-------- Extrait du texte
177 «La campagne montre justement le fait contraire, l'isolement et la séparation» (Idéologie allemande). L'urbanisation qui détruit les villes reconstitue une pseudo-campagne, dans laquelle se
sont perdus aussi bien les rapports naturels de la campagne ancienne que les rapports sociaux directs et directement mis en question de la ville historique. C'est une nouvelle paysannerie factice
qui s'est recréée par les conditions d'habitat et de contrôle spectaculaire dans l'actuel «territoire aménagé» : l'éparpillement dans l'espace et la mentalité bornée, qui ont toujours empêché la
paysannerie d'entreprendre une action indépendante et de s'affirmer comme puissance historique créatrice, redeviennent la caractérisation des producteurs - le mouvement d'un monde qu'ils
fabriquent eux-mêmes restant aussi complètement hors de leur portée que l'était le rythme naturel des travaux pour la société agraire. Mais quand cette paysannerie, qui fût l'inébranlable base du
«despotisme oriental», et dont l'émiettement même appelait la centralisation bureaucratique, reparaît comme produit des conditions d'accroissement de la bureaucratisation étatique moderne, son
apathie a dû être maintenant historiquement fabriquée et entretenue ; l'ignorance naturelle a fait place au spectacle organisé de l'erreur. Les «villes nouvelles» de la pseudo-paysannerie
technologique inscrivent clairement dans le terrain la rupture avec le temps historique sur lequel elles sont bâties ; leur devise peut être : «Ici même, il n'arrivera jamais rien, et rien n'y
est jamais arrivé.» C'est bien évidemment parce que l'histoire qu'il faut délivrer dans les villes n'y a pas été encore délivrée, que les forces de l'absence historique commencent à composer leur
propre paysage exclusif.
----------------
* _Consigne 1_:
Reproduisez sans rien y changer les lignes des enregistrements situées entre celle qui contient « Where can the white sneaker » et celle qui contient « x=1264, y=465 », ces deux lignes comprises.
* _Consigne 2_:
Reprenez le texte sur l'urbanisation et la pseudo-campagne à la suite de sa dernière phrase, puis prolongez-le.
-------- Enregistrements sources
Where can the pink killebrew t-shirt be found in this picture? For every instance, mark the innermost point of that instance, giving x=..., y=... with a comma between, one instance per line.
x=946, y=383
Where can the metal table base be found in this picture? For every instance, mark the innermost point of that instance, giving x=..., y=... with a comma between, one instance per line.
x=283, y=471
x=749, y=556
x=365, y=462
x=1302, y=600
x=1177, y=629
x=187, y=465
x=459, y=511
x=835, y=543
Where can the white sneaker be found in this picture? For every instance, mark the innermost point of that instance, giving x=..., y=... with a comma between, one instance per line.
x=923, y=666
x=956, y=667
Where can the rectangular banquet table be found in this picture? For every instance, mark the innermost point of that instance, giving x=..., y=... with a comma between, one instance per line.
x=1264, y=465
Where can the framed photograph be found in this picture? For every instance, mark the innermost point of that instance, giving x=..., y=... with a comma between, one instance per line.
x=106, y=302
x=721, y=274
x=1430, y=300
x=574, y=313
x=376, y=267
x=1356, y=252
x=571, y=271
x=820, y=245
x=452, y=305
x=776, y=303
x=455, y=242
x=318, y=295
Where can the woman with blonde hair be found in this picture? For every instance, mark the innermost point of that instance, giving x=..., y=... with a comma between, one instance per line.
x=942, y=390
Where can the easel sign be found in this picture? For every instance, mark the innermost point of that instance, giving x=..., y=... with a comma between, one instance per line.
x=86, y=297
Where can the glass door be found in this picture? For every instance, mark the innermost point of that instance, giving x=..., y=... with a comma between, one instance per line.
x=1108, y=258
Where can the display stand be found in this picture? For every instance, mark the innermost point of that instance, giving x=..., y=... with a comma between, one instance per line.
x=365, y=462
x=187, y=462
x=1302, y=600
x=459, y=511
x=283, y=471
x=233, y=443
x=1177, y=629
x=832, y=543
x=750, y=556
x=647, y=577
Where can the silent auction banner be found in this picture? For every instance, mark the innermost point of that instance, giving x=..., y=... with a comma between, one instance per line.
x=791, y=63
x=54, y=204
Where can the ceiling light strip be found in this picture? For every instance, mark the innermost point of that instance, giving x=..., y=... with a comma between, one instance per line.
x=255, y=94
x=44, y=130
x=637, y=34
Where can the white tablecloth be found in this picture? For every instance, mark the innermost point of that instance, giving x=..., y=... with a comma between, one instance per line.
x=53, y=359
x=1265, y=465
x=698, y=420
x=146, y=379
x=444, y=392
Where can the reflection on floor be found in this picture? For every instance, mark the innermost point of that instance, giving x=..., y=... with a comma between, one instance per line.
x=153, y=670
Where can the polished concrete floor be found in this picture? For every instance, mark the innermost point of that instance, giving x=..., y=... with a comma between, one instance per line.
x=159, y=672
----------------
* _Réponse attendue 1_:
Where can the white sneaker be found in this picture? For every instance, mark the innermost point of that instance, giving x=..., y=... with a comma between, one instance per line.
x=923, y=666
x=956, y=667
Where can the rectangular banquet table be found in this picture? For every instance, mark the innermost point of that instance, giving x=..., y=... with a comma between, one instance per line.
x=1264, y=465

* _Réponse attendue 2_:
178 L'histoire qui menace ce monde crépusculaire est aussi la force qui peut soumettre l'espace au temps vécu. La révolution prolétarienne est cette critique de la géographie humaine à travers
laquelle les individus et les communautés ont à construire les sites et les événements correspondant à l'appropriation, non plus seulement de leur travail, mais de leur histoire totale. Dans cet
espace mouvant du jeu, l'autonomie du lieu peut se retrouver, sans réintroduire un attachement exclusif au sol, et par là ramener la réalité du voyage, et de la vie comprise comme un voyage ayant
en lui-même tout son sens.
179 La plus grande idée révolutionnaire à propos de l'urbanisation n'est pas elle-même urbanistique, technologique ou esthétique. C'est la décision de reconstruire intégralement le territoire
selon les besoins du pouvoir des Conseils de travailleurs, de la dictature anti-étatique du prolétariat, du dialogue exécutoire. Et le pouvoir des Conseils, qui ne peut être effectif qu'en
transformant la totalité des conditions existantes, ne pourra s'assigner une moindre tâche s'il veut être reconnu et se reconnaître lui-même dans son monde.
CHAPITRE VIII. : La négation et la consommation dans la culture
« Nous vivrons assez pour voir une révolution politique? nous, les contemporains de ces Allemands? Mon ami, vous croyez ce que vous désirez... Lorsque je juge l'Allemagne d'après son histoire
présente, vous ne m'objecterez pas que toute son histoire est falsifiée et que toute sa vie publique actuelle ne représente pas l'état réel du peuple. Lisez les journaux que vous voudrez,
convainquez-vous que l'on ne cesse pas - et vous me concéderez que la censure n'empêche personne de cesser - de célébrer la liberté et le bonheur national que nous possédons...» Ruge (Lettre à
Marx, mars 1843).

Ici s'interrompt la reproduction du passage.